Aim of the exercise: Arrange the items below as a numbered list, leaving out any blank lines.

Working data:
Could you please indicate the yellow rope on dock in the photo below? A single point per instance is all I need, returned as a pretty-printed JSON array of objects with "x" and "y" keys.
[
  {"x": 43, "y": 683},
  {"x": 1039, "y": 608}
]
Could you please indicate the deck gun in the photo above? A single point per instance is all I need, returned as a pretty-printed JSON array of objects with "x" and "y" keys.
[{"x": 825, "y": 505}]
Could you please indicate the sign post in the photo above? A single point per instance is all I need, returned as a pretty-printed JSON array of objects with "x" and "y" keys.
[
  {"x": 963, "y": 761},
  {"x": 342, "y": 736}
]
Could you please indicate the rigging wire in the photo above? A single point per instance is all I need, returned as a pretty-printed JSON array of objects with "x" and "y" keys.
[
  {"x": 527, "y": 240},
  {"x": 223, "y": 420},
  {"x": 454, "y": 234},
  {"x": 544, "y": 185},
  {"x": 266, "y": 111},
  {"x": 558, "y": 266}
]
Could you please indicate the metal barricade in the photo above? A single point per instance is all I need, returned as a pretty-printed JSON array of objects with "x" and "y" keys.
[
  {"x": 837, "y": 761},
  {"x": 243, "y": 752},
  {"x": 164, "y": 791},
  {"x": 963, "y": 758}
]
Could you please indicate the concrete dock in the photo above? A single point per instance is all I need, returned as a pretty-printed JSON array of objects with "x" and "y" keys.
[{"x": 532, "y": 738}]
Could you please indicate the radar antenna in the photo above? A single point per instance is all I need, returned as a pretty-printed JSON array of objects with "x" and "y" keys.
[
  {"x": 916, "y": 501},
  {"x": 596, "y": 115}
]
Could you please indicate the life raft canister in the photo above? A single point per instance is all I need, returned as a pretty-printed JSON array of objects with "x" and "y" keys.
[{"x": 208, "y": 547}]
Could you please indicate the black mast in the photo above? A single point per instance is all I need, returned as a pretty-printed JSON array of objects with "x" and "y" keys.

Solution below:
1. Could you please indicate the yellow rope on dock in the photo below? A single point per instance is all I need, returned as a pretty-printed JSON array of objects with "x" and "y" keys.
2. [
3.   {"x": 43, "y": 683},
4.   {"x": 1039, "y": 608}
5. ]
6. Could you please indicate the deck gun in the photo above? A single point per instance is all I need, returned as a pretty-printed JSON array of objects with "x" and "y" keys.
7. [{"x": 825, "y": 505}]
8. Could you please indicate the sign post in the photo above? A single point per instance is all I need, returned as a pretty-printed JSON array of objects with "x" and "y" keys.
9. [
10.   {"x": 963, "y": 761},
11.   {"x": 342, "y": 736}
12. ]
13. Could you please indicate the rigging wire in the photo above? A single point per instance is all I need, returned as a pretty-printed JSON array of objects with "x" and "y" keys.
14. [
15.   {"x": 527, "y": 240},
16.   {"x": 223, "y": 420},
17.   {"x": 454, "y": 234},
18.   {"x": 544, "y": 185},
19.   {"x": 266, "y": 111},
20.   {"x": 558, "y": 266}
21. ]
22. Could you please indicate the metal barricade in the photo above? A single point per instance is all I need, returned as a pretty-printed JSON array of objects with "x" and "y" keys.
23. [
24.   {"x": 837, "y": 761},
25.   {"x": 243, "y": 752},
26.   {"x": 164, "y": 791},
27.   {"x": 963, "y": 758}
28. ]
29. Could you please indicate the concrete dock in the photo above? A single point per instance is all I need, returned as a pretty-printed JSON array of objects with "x" and "y" keys.
30. [{"x": 532, "y": 738}]
31. Could you please indicate the radar antenna in the photo above? A single point per instance is all I need, returned as a pretty-printed JSON array of objects with "x" and "y" keys.
32. [
33.   {"x": 916, "y": 501},
34.   {"x": 596, "y": 115}
35. ]
36. Could you please indicate the life raft canister in the photo above? A single point per instance is all I need, returned as a pretty-printed JSON array of objects with "x" and "y" keys.
37. [{"x": 208, "y": 547}]
38. Could you please indicate the black mast in the photo above? A single point per instance is all I need, returned as a pretty-printed JSON array of objects with "x" and "y" keys.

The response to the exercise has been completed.